[Point labeling dataset excerpts]

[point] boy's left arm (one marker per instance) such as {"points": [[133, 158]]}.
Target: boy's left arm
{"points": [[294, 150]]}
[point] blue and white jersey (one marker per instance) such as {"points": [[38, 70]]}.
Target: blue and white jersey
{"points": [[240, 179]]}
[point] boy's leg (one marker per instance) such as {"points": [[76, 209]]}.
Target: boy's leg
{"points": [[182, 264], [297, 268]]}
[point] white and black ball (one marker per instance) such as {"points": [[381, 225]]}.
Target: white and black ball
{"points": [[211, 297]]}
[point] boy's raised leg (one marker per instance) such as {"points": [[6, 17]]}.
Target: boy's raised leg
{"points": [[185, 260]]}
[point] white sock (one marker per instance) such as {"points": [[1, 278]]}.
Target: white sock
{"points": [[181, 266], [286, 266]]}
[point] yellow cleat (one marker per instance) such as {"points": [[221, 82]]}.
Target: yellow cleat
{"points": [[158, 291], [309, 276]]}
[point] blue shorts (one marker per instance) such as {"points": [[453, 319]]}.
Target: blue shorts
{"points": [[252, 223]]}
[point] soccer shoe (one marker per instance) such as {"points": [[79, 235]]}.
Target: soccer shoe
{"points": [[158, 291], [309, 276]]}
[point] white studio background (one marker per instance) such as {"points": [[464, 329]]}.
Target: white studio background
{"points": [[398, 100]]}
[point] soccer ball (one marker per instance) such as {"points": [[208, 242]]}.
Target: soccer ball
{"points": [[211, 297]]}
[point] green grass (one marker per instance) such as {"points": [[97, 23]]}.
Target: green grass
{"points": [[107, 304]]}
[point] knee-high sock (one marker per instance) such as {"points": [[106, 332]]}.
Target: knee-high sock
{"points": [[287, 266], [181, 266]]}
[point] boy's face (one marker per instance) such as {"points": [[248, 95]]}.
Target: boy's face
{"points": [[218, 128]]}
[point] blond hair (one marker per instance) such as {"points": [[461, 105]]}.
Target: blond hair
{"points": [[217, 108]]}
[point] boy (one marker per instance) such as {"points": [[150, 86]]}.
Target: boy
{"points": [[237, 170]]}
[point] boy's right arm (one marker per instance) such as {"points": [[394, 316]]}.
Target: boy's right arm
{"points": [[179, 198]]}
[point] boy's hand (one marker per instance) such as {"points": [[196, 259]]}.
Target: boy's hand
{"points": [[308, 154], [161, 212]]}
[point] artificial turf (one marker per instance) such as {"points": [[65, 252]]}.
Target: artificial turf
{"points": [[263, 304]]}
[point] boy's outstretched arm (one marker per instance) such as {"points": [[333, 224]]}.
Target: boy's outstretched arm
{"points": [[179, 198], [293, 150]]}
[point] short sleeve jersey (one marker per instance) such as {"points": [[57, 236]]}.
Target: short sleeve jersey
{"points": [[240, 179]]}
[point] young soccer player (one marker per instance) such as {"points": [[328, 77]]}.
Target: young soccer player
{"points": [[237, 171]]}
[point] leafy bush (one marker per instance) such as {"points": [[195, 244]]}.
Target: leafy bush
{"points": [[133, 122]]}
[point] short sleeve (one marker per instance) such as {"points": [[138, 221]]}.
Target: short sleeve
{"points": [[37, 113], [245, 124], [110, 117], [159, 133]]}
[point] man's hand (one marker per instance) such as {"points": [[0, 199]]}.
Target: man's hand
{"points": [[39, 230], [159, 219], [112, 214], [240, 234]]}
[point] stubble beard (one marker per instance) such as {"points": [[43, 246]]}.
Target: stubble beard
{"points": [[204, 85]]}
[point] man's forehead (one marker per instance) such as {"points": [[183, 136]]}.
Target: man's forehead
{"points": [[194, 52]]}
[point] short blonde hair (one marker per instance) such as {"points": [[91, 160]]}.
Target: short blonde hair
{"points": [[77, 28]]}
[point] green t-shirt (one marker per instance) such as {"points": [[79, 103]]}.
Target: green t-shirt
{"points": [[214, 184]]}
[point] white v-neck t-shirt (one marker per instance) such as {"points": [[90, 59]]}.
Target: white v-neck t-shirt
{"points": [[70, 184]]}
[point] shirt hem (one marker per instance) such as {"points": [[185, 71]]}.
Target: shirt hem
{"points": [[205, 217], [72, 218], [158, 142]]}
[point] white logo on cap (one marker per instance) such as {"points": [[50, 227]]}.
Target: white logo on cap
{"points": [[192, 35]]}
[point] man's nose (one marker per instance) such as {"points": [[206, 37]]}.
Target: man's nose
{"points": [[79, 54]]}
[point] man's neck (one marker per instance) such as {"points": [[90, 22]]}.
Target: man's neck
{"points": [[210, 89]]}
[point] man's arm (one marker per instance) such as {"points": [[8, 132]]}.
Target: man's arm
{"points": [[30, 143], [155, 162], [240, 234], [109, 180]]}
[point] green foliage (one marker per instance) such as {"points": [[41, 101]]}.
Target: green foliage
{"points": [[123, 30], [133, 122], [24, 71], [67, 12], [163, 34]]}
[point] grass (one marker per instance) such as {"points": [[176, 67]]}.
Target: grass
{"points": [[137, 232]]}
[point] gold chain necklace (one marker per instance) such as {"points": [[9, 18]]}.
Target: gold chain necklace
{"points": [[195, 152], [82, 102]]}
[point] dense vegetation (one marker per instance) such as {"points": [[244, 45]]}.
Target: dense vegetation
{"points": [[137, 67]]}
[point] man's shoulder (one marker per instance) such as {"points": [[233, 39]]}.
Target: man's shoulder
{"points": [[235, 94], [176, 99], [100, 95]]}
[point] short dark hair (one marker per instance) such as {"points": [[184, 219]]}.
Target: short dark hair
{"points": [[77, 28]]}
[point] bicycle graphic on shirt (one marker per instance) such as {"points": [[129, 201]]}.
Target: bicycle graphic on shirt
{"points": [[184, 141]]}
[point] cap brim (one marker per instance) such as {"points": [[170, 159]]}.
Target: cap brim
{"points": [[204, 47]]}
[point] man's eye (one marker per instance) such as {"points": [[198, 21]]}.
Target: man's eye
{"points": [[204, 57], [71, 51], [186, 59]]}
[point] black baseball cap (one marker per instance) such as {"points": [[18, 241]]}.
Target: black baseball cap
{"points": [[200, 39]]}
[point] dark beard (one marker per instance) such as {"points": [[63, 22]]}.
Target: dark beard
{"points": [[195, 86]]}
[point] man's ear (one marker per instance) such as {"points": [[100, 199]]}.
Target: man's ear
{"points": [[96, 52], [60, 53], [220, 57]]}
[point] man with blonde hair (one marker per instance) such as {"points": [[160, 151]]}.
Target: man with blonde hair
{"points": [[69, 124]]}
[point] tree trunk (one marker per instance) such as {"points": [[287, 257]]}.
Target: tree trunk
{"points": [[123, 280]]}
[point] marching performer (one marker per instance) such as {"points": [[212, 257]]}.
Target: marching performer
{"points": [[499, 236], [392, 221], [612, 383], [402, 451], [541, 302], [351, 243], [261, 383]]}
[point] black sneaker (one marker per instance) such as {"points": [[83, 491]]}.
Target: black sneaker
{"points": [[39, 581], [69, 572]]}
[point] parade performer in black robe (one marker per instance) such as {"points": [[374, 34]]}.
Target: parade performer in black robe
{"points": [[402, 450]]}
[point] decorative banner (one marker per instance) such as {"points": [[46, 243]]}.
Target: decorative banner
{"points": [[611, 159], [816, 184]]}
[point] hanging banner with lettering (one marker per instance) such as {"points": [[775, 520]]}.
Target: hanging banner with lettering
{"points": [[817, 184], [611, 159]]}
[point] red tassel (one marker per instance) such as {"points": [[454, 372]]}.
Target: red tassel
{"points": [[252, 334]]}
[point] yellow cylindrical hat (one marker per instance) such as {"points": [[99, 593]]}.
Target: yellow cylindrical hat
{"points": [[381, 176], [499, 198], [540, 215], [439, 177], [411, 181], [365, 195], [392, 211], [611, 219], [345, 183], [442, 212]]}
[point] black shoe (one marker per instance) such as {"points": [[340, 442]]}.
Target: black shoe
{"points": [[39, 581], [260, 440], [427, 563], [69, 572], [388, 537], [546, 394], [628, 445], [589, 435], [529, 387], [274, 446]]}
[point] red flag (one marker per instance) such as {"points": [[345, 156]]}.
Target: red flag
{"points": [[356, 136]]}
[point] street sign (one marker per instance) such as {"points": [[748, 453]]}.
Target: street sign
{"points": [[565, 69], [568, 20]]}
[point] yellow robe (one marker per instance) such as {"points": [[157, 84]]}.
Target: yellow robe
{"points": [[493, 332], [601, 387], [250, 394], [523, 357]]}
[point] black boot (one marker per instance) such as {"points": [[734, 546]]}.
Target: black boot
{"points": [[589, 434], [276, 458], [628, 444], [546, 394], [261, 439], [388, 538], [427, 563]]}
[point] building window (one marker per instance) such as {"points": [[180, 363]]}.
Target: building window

==

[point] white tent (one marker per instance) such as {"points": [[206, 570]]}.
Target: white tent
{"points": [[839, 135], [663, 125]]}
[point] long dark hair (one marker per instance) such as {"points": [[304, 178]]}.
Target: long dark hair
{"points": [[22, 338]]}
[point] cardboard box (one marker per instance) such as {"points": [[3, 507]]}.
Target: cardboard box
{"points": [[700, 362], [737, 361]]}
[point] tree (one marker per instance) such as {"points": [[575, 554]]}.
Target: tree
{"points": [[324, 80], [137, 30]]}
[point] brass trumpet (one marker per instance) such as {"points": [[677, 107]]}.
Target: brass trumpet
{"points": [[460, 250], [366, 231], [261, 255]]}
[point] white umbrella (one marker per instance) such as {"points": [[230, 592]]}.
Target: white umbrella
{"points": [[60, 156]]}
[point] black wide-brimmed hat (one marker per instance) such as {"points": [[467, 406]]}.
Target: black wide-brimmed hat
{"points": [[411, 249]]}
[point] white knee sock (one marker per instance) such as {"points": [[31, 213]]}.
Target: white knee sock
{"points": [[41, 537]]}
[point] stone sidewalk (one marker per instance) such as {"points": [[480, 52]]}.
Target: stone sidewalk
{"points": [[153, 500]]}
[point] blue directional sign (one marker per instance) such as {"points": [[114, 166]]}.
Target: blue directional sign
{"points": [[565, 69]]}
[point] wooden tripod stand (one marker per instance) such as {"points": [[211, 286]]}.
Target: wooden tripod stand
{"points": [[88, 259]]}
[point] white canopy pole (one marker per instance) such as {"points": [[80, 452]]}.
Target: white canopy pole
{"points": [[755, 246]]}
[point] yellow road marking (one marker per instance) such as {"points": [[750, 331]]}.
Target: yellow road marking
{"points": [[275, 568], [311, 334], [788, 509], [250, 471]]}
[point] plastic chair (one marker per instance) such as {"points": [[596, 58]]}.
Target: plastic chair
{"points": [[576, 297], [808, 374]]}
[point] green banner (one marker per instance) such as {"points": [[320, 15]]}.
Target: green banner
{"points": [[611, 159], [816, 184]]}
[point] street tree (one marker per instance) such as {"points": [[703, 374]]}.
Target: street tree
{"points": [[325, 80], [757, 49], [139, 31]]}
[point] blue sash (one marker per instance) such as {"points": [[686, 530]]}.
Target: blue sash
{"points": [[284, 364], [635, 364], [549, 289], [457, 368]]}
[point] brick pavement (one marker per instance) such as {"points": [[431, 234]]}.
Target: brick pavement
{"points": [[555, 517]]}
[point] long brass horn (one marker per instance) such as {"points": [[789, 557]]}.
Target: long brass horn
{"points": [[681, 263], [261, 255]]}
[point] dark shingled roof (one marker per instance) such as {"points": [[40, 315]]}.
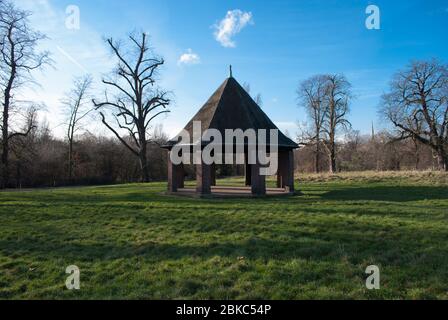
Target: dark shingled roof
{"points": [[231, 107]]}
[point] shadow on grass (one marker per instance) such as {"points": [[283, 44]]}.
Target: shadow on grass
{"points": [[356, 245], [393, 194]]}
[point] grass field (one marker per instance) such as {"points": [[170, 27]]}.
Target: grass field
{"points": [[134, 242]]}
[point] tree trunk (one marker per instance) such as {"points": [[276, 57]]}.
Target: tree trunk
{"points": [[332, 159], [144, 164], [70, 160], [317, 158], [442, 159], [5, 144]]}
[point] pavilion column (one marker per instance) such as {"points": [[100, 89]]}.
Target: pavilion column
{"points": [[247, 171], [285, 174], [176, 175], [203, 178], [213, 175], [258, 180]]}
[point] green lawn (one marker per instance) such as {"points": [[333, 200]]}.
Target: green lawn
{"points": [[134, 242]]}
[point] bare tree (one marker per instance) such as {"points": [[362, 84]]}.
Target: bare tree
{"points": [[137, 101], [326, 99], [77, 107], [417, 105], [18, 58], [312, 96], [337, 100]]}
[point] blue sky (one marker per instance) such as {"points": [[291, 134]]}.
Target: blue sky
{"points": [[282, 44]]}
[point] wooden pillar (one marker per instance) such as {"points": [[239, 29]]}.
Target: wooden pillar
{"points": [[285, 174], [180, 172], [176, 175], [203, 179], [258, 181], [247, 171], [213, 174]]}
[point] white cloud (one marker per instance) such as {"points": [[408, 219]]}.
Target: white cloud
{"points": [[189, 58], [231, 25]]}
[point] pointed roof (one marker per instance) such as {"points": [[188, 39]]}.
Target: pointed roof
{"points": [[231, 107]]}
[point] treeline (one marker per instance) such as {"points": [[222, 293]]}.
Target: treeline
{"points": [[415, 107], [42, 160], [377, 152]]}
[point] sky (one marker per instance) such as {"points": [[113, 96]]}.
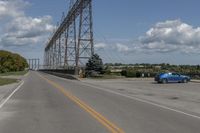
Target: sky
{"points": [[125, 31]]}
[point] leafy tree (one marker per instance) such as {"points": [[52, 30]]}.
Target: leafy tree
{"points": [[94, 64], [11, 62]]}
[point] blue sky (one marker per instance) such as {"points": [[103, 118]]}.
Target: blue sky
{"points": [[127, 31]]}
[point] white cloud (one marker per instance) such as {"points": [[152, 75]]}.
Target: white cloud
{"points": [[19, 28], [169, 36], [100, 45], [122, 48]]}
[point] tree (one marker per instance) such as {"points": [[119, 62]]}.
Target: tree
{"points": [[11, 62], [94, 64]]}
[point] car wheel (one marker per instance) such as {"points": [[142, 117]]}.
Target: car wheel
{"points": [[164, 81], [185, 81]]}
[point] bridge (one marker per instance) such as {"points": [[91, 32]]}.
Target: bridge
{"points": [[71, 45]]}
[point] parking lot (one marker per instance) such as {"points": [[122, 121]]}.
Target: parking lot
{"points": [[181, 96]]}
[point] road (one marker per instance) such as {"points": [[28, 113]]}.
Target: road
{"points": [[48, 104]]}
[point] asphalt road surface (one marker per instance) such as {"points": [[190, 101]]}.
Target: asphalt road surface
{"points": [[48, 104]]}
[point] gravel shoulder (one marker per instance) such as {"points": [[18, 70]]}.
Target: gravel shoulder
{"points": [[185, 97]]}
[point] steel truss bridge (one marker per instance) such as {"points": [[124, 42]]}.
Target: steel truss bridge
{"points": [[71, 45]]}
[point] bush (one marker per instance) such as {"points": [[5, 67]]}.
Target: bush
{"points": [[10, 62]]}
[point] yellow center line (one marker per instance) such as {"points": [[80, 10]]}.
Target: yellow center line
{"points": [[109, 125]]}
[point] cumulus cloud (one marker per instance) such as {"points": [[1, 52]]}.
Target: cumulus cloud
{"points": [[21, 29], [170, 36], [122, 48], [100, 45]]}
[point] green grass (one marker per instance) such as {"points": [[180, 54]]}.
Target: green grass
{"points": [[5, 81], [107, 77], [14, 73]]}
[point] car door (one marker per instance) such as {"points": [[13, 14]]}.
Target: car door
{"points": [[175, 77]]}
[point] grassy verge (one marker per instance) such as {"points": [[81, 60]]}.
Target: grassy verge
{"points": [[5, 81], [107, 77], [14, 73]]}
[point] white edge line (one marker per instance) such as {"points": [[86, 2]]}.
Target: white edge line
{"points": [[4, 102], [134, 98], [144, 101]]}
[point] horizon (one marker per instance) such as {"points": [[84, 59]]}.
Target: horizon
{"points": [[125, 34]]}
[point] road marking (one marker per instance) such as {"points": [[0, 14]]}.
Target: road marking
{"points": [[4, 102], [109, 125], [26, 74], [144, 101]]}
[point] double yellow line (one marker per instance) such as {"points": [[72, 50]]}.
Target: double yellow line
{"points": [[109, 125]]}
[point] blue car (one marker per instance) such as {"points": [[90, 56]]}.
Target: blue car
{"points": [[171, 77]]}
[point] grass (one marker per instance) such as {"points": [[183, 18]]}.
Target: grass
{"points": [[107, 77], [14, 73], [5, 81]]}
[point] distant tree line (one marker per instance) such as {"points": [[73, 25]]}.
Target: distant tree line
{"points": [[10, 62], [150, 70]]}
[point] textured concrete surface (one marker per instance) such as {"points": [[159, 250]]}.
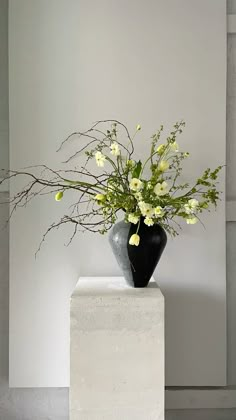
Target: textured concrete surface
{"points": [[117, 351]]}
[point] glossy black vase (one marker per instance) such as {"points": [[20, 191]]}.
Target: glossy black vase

- **What the task requires**:
Report every line in the rows that contains the word "column", copying each line in full; case counts.

- **Worked answer**:
[point] pavilion column (one marker per instance) such as {"points": [[100, 89]]}.
Target: pavilion column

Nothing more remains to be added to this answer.